EXERCISE GOAL — In the data below, the answer is the run of lines from the line containing "Target: snow-covered ground" through the line containing "Where can the cloud", both included; print it exactly and nothing else.

RECORDED INFORMATION —

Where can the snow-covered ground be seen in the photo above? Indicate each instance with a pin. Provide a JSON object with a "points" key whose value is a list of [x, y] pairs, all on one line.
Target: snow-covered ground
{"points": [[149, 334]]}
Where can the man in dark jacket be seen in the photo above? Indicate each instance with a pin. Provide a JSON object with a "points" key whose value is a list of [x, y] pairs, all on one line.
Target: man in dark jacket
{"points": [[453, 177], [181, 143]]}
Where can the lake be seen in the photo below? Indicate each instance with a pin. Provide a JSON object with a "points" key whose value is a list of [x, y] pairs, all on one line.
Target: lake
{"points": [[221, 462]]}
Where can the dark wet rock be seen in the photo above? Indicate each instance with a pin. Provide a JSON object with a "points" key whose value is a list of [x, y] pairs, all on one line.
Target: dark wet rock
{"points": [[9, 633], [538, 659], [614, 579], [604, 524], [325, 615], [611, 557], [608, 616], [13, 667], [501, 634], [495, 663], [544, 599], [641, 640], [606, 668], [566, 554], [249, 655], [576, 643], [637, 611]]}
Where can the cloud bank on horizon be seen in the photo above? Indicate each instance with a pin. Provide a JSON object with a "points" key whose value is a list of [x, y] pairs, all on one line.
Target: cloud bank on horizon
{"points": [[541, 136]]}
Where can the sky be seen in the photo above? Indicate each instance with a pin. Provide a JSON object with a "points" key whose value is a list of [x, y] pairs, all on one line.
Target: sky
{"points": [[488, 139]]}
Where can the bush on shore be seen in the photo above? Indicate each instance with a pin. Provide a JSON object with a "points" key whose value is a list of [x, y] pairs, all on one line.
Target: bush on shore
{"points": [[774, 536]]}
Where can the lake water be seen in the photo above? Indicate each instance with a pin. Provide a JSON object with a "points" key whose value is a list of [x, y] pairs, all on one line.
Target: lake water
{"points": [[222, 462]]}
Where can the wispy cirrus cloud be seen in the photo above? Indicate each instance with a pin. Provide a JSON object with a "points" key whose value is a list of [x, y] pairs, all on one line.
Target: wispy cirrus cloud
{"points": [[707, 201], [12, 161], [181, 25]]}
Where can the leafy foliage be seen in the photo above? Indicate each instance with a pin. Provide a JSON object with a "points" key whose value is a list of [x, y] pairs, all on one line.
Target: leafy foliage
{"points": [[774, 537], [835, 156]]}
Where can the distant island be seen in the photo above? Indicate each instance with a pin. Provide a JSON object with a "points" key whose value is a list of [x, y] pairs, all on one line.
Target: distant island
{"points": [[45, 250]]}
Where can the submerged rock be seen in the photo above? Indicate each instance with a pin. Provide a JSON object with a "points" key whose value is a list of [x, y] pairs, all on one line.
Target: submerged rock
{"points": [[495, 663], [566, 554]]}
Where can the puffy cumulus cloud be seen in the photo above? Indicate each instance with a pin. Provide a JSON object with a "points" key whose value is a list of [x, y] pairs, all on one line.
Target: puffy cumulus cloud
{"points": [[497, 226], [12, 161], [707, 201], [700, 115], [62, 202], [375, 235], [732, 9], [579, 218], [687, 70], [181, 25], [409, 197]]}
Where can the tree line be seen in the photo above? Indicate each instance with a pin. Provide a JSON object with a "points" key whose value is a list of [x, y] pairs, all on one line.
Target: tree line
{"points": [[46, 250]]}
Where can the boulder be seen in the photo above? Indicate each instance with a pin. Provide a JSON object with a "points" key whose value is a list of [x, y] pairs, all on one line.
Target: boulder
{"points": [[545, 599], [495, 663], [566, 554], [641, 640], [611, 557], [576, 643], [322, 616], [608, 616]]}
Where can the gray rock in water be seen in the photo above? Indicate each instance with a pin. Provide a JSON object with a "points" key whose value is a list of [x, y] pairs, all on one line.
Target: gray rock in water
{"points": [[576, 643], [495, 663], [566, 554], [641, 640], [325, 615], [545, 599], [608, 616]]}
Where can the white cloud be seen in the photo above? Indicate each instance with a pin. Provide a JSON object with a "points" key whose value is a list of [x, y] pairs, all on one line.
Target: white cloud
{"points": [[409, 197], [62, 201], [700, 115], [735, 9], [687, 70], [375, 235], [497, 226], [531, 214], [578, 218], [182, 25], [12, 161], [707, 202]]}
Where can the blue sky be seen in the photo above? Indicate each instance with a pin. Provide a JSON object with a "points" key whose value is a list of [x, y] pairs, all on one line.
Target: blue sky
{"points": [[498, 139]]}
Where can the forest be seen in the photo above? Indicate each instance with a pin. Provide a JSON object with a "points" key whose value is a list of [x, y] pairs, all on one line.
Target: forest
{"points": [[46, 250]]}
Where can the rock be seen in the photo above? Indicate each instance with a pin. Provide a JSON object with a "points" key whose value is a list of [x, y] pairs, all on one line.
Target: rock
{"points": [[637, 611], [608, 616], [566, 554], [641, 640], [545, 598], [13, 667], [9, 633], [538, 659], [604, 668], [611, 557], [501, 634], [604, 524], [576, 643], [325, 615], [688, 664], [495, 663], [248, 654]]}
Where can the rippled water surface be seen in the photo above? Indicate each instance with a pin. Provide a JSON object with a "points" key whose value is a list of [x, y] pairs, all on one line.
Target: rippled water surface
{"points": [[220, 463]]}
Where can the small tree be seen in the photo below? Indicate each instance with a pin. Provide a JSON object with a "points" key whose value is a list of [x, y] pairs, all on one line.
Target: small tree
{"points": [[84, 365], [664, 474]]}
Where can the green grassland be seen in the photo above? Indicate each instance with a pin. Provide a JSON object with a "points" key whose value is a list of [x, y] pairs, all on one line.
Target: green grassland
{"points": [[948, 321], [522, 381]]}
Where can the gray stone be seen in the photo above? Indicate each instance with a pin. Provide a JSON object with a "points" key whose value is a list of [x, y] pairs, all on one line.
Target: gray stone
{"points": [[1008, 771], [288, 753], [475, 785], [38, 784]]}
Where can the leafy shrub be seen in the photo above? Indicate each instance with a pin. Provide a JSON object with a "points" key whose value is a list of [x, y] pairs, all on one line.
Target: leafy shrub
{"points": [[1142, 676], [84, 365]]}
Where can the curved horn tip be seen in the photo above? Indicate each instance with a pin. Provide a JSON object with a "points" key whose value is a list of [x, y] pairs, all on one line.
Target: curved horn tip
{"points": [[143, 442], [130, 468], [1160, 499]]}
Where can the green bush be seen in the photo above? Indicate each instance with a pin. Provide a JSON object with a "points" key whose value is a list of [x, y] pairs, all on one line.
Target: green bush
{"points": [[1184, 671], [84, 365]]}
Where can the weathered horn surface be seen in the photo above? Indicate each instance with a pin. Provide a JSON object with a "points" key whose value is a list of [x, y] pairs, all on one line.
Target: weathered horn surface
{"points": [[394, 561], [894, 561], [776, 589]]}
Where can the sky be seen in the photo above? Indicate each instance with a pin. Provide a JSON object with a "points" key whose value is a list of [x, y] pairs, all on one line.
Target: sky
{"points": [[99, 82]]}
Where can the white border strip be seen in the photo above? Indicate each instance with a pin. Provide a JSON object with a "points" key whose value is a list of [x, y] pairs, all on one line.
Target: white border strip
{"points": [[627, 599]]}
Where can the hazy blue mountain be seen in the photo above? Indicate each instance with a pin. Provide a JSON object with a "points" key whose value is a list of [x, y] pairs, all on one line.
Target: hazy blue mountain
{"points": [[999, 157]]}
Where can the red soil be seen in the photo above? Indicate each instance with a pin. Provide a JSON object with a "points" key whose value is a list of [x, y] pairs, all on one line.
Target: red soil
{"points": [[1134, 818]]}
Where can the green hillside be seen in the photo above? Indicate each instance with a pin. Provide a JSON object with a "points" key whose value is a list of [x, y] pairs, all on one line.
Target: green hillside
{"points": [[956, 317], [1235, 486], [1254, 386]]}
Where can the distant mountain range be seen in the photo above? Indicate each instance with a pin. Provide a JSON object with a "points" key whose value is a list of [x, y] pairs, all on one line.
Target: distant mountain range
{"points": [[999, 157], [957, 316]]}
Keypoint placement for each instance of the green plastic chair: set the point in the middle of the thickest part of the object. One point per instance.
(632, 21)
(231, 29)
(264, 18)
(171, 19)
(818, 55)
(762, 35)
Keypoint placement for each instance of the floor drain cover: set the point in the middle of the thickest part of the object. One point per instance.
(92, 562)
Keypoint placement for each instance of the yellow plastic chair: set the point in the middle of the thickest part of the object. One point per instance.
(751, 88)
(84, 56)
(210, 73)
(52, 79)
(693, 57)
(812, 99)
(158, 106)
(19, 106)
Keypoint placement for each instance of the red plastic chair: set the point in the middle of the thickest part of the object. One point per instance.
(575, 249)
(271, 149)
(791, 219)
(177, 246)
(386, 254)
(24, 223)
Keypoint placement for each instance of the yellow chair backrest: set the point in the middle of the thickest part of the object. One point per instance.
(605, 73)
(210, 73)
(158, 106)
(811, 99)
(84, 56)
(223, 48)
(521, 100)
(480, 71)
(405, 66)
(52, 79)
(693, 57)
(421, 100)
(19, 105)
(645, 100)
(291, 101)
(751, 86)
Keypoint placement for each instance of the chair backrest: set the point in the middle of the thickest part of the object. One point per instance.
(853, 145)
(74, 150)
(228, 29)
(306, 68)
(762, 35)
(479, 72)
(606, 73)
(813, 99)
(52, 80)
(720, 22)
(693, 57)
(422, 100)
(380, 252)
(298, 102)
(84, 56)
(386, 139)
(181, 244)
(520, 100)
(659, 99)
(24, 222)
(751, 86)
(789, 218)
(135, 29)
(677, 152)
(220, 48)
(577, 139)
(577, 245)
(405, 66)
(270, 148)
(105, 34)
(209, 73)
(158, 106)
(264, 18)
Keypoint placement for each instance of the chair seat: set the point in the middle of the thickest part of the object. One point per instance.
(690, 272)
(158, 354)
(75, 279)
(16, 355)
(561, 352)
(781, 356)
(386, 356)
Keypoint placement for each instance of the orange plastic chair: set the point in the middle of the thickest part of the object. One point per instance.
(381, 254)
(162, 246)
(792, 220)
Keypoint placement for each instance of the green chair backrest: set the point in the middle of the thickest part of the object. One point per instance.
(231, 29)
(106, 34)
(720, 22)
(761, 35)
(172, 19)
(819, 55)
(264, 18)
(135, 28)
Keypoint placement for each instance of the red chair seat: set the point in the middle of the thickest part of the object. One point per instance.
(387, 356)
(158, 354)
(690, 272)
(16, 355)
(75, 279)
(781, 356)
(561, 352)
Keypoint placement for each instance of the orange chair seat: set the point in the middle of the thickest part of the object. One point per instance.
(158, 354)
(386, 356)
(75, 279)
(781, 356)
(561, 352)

ANSWER BOX —
Target: snow-covered ground
{"points": [[149, 334]]}
Where can the man in dark jacket be seen in the photo above? Indicate each instance with a pin. Provide a JSON object with a "points" key whose value is a list of [x, y] pairs, all on one line.
Target: man in dark jacket
{"points": [[453, 177], [181, 143]]}
Where can the lake be seen in the photo below? Indicate each instance with a pin. Provide a JSON object with a "points" key whose value is a list of [x, y] pairs, all on one line.
Target: lake
{"points": [[221, 462]]}
Where can the dark wet rock be seen in the photo above? Indicate each instance with a pin. Provide a JSON object with a "points" key whose value is a list of [x, y] pairs, all on one line.
Target: dark wet rock
{"points": [[9, 633], [538, 659], [614, 579], [604, 524], [325, 615], [611, 557], [608, 616], [13, 667], [501, 634], [495, 663], [544, 599], [641, 640], [606, 668], [566, 554], [249, 655], [576, 643], [637, 611]]}
Where can the cloud bank on horizon be seen in the photo above? Indicate each instance with a pin. Provide a JSON object with a "points" key whose value is a list of [x, y] pairs, all on one line.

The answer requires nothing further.